** begin Records supplied **
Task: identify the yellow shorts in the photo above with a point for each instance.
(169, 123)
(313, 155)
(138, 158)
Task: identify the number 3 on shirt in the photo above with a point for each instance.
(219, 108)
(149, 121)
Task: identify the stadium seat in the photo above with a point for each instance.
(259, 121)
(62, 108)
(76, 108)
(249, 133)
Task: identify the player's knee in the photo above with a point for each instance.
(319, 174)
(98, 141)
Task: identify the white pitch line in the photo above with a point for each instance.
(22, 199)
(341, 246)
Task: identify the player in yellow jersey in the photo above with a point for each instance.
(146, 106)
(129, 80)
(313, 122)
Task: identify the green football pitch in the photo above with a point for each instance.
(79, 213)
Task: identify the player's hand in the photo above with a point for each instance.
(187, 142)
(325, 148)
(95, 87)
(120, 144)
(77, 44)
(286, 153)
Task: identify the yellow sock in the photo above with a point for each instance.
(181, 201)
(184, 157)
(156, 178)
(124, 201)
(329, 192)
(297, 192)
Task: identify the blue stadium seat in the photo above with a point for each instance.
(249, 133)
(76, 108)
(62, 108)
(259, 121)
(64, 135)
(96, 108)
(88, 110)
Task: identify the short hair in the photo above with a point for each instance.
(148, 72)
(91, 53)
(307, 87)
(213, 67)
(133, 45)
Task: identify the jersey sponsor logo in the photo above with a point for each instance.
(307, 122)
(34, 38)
** end Records supplied **
● To do:
Change "yellow" to "gold" everywhere it appears in the entries, and reproduce all of the entries with nothing else altered.

● Exercise response:
Task: identify the gold shorts in the photo above with a point for each instance.
(169, 123)
(313, 155)
(138, 158)
Task: identify the number 3 on shirt in the photo above with a point for each instance.
(219, 108)
(149, 121)
Task: identify the stadium seat in the photo above with a point for each instance.
(259, 121)
(62, 108)
(76, 108)
(249, 133)
Task: identify the player's knee in the photo above with a point for each instance.
(319, 174)
(98, 141)
Task: identify the white pitch line in the photo above with a point for each instance.
(22, 199)
(341, 246)
Task: identify the player in gold jersey in the photo above with a point for each instance.
(146, 106)
(129, 80)
(313, 122)
Task: identify the green football pitch in the photo above with a point for each instance.
(79, 213)
Task: identify the player's hand in the photo above with a point for each instance.
(187, 142)
(325, 148)
(95, 87)
(120, 144)
(77, 44)
(286, 153)
Task: identify the gold sock in the photo above with a point for each instance.
(181, 201)
(184, 157)
(156, 178)
(124, 201)
(329, 192)
(297, 192)
Task: identify the blue stadium seat in the photo above with a point for each instance.
(249, 133)
(76, 108)
(62, 108)
(259, 121)
(64, 135)
(96, 108)
(88, 110)
Task: identify the short hair in the photo above with a point for each instance.
(148, 72)
(91, 53)
(307, 87)
(213, 67)
(133, 45)
Task: identify the jersey sponsor logo in the photo above with a point for each instance.
(307, 122)
(34, 38)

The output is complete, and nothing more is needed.